INSTRUCTIONS FOR THE TASK: Restate word for word the line containing "Segment grey greatcoat" and every following line in the material below, up to and including the last one.

DATA FOR THIS EXERCISE:
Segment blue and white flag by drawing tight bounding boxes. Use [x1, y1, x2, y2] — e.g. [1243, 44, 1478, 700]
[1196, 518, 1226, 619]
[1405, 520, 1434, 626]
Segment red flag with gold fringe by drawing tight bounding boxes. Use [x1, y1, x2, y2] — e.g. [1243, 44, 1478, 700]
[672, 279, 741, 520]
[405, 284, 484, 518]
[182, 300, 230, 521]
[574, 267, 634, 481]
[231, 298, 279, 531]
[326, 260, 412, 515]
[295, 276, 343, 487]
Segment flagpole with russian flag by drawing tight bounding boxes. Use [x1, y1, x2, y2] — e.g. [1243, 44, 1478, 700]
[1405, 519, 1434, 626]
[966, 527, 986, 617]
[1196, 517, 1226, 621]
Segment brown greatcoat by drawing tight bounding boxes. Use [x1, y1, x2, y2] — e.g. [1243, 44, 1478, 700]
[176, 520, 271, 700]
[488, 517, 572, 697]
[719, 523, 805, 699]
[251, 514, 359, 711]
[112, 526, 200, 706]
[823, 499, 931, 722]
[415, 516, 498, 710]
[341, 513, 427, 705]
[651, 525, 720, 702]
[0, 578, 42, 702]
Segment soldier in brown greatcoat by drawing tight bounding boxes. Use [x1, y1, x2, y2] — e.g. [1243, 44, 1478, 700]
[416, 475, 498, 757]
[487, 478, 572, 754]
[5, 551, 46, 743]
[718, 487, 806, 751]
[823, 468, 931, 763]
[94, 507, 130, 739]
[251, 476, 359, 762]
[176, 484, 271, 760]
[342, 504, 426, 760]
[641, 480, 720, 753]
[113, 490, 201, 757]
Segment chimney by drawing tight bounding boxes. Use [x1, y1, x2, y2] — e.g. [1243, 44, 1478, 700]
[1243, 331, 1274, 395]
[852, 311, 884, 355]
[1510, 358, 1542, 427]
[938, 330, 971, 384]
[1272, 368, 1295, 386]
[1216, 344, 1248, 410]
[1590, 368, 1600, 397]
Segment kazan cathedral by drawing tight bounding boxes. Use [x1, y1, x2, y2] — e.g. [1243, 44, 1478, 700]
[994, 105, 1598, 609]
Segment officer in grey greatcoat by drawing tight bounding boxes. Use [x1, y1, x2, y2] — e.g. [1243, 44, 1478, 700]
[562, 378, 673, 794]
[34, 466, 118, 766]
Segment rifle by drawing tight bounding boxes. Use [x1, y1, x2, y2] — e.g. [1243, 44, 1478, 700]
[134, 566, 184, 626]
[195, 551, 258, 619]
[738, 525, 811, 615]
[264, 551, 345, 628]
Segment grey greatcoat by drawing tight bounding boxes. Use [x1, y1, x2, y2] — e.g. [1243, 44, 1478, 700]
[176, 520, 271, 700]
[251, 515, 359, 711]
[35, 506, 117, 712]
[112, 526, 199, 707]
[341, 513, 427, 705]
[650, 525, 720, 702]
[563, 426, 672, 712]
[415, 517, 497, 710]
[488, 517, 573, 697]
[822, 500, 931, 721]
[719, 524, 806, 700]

RESPONSE AREA:
Segment grey greatcoat by drawing tight bounding boxes. Use [x1, y1, x2, y2] — e.g. [1243, 44, 1478, 700]
[176, 520, 271, 700]
[251, 515, 359, 711]
[35, 506, 117, 712]
[112, 526, 199, 707]
[341, 513, 427, 705]
[650, 525, 720, 702]
[563, 426, 672, 712]
[415, 517, 497, 710]
[488, 517, 573, 697]
[822, 500, 931, 721]
[719, 524, 806, 700]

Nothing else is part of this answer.